[Requirement]: Pull out all lines from the listing below in which the word "bare" appears.

[Dataset entries]:

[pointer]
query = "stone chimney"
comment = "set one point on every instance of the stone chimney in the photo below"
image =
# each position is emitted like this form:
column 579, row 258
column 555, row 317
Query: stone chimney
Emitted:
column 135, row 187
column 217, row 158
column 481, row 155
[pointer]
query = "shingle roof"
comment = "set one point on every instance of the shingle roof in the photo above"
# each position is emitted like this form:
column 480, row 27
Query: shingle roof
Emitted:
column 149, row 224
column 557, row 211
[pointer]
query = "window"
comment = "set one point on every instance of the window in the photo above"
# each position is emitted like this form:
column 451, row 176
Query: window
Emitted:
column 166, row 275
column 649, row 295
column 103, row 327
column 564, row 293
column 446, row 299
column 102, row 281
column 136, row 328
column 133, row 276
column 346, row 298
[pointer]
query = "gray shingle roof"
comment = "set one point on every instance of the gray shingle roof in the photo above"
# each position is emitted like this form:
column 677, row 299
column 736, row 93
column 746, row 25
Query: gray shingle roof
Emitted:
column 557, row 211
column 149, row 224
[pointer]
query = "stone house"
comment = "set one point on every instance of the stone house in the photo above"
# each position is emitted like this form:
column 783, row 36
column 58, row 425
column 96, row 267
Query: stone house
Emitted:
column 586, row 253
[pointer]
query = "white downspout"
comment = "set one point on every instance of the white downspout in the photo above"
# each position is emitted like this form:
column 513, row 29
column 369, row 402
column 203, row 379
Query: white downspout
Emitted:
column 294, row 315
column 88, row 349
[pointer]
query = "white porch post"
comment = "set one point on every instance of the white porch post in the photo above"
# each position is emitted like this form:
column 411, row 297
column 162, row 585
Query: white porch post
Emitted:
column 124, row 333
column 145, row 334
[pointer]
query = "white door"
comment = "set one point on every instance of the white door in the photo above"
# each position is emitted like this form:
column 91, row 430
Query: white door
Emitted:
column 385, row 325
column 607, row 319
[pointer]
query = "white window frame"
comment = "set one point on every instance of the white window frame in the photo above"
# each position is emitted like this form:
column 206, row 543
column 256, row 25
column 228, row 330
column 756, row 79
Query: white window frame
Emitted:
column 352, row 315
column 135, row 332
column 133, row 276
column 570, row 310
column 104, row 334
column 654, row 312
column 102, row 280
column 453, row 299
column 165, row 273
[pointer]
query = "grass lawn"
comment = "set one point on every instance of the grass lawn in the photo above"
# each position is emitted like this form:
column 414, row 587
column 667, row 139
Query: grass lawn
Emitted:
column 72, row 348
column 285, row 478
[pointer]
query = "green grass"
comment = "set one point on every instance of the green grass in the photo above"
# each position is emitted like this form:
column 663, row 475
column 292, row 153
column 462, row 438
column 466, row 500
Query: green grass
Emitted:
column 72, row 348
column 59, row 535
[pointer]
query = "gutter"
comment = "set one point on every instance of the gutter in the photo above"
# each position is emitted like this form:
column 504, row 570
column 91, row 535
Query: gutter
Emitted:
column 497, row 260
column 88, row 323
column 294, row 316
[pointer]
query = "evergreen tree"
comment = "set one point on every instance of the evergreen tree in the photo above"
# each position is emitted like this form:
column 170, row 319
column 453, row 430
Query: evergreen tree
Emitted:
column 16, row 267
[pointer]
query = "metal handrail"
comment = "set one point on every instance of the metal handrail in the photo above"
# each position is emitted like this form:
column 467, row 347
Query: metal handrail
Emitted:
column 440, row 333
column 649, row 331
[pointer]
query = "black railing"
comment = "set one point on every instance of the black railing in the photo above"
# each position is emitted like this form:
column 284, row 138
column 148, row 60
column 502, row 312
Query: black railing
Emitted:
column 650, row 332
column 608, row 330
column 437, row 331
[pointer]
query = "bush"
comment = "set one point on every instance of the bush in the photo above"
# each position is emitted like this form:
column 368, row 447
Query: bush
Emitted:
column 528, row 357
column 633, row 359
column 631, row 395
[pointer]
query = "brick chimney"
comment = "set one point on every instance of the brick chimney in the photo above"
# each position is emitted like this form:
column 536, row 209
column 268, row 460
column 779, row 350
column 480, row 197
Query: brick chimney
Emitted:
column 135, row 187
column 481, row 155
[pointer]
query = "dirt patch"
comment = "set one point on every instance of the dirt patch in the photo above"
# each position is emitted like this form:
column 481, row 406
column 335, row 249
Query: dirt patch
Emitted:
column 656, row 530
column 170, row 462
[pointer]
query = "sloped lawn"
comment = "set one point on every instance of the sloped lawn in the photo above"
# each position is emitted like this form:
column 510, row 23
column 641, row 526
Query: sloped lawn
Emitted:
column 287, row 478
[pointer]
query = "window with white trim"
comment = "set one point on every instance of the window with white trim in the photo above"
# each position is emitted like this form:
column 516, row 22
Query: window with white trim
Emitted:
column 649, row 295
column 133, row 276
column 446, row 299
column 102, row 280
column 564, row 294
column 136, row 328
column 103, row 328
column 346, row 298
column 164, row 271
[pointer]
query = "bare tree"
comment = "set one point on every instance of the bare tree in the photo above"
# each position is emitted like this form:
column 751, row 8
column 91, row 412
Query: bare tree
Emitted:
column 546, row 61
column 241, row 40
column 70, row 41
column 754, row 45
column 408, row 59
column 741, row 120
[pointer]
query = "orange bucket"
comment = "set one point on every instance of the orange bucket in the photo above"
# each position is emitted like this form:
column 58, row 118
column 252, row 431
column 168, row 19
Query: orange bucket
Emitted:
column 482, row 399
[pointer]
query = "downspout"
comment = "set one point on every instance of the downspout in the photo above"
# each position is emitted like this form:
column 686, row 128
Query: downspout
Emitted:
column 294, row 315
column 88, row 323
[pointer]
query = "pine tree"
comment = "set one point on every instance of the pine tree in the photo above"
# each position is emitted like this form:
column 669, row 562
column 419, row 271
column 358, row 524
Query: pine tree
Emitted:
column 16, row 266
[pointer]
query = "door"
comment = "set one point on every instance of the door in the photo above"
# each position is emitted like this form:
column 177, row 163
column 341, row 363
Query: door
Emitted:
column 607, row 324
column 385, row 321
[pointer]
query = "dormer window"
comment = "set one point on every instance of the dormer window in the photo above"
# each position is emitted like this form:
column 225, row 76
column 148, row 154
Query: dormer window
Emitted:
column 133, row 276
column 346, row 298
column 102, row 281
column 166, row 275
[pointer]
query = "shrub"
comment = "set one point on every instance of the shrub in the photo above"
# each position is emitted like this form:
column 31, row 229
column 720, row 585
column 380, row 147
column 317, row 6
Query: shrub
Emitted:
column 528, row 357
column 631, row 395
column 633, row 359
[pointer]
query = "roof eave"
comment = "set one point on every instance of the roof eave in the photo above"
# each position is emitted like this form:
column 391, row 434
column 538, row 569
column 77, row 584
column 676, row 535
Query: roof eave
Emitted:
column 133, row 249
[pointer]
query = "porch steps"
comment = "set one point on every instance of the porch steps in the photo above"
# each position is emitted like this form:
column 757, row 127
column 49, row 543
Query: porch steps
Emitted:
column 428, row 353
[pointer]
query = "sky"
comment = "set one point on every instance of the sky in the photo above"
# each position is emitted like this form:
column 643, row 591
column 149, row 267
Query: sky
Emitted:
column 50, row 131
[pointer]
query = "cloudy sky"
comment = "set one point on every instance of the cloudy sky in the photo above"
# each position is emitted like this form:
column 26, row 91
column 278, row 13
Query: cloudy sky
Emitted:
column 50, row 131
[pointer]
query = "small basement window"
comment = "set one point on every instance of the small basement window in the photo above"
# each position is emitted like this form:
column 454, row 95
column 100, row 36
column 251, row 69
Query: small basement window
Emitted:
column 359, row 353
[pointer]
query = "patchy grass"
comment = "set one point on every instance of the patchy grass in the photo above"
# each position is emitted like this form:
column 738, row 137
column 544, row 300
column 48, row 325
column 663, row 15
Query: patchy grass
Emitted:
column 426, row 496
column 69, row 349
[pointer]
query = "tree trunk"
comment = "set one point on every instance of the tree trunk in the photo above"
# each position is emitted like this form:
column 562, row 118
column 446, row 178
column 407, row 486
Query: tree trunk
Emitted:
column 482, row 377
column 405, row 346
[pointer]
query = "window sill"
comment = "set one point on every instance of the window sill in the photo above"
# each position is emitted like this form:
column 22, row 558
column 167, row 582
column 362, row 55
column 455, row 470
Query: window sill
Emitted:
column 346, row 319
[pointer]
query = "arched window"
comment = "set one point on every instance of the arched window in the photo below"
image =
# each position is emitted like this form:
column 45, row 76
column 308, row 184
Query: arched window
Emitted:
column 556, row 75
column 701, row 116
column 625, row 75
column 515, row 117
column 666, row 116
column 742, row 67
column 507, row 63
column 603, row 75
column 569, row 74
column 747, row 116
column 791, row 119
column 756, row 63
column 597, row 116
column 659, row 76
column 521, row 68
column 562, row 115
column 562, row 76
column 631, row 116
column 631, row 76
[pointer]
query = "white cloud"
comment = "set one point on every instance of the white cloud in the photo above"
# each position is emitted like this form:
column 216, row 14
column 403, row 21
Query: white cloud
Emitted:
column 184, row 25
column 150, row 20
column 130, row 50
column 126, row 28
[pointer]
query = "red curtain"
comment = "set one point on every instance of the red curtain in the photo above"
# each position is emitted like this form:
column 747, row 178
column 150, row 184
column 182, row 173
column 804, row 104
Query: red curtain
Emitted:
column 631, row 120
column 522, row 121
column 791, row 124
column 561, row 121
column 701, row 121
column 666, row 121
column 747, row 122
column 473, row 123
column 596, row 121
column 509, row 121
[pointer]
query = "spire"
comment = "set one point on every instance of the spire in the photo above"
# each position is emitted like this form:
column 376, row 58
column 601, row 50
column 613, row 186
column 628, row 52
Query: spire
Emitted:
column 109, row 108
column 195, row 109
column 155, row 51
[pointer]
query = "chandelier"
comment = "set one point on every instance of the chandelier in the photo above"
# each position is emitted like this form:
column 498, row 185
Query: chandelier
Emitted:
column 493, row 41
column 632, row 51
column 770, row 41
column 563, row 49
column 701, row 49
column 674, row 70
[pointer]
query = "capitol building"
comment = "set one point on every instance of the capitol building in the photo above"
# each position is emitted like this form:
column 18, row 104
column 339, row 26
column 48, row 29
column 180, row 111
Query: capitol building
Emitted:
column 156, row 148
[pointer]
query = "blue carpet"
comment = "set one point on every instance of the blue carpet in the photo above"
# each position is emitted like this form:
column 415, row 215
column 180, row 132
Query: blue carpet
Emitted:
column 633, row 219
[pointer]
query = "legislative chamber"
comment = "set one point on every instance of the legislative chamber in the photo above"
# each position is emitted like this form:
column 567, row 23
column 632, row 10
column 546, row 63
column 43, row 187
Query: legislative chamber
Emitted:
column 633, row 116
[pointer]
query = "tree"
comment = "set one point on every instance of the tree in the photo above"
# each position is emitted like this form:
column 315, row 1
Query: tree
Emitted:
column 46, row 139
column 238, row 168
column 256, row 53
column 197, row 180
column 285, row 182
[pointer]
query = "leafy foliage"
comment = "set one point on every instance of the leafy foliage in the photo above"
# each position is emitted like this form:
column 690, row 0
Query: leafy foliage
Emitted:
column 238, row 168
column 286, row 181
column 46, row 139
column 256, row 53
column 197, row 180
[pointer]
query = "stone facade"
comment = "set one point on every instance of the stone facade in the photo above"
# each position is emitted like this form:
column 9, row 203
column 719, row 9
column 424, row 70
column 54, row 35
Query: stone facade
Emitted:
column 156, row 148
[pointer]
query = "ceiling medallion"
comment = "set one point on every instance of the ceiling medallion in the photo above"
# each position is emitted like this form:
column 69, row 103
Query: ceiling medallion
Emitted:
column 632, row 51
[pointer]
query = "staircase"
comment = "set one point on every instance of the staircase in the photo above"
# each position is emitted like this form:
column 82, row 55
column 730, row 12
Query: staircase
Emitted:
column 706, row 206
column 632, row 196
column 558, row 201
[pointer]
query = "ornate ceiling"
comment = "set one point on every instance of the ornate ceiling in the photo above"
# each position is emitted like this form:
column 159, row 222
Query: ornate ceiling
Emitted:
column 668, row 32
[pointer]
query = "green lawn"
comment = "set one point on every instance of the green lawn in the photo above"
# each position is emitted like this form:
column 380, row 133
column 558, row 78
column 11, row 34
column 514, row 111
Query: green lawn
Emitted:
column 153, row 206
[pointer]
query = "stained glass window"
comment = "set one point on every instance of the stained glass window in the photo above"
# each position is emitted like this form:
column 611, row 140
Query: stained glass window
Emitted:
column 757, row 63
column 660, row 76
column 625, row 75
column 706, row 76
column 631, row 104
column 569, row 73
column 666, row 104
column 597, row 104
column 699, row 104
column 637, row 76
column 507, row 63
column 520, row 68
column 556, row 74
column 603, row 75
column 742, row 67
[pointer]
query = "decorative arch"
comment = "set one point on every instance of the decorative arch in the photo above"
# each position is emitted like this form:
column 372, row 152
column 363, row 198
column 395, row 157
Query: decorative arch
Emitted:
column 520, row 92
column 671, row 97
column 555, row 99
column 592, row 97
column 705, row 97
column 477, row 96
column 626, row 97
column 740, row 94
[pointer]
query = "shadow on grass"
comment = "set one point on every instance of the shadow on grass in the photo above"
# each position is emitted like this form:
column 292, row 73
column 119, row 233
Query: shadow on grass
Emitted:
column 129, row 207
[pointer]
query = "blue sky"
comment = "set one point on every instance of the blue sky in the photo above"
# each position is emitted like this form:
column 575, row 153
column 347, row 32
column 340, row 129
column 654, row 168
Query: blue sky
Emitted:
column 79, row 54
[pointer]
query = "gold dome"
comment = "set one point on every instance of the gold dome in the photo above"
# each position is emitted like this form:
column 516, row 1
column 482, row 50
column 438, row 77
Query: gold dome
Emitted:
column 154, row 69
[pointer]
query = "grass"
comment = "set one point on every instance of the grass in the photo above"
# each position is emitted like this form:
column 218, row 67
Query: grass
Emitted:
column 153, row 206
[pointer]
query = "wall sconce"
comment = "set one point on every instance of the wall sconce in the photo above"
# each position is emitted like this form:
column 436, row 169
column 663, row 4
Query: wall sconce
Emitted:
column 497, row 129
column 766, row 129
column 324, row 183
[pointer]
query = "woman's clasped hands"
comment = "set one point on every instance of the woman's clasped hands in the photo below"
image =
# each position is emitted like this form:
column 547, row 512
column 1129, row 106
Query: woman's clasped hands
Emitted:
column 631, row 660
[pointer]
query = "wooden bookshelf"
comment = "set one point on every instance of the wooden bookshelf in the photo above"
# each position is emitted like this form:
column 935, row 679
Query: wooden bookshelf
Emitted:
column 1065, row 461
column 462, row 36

[Task result]:
query = "bare tree"
comment = "set one point on every instance of the bare tree in the photo above"
Query: bare tree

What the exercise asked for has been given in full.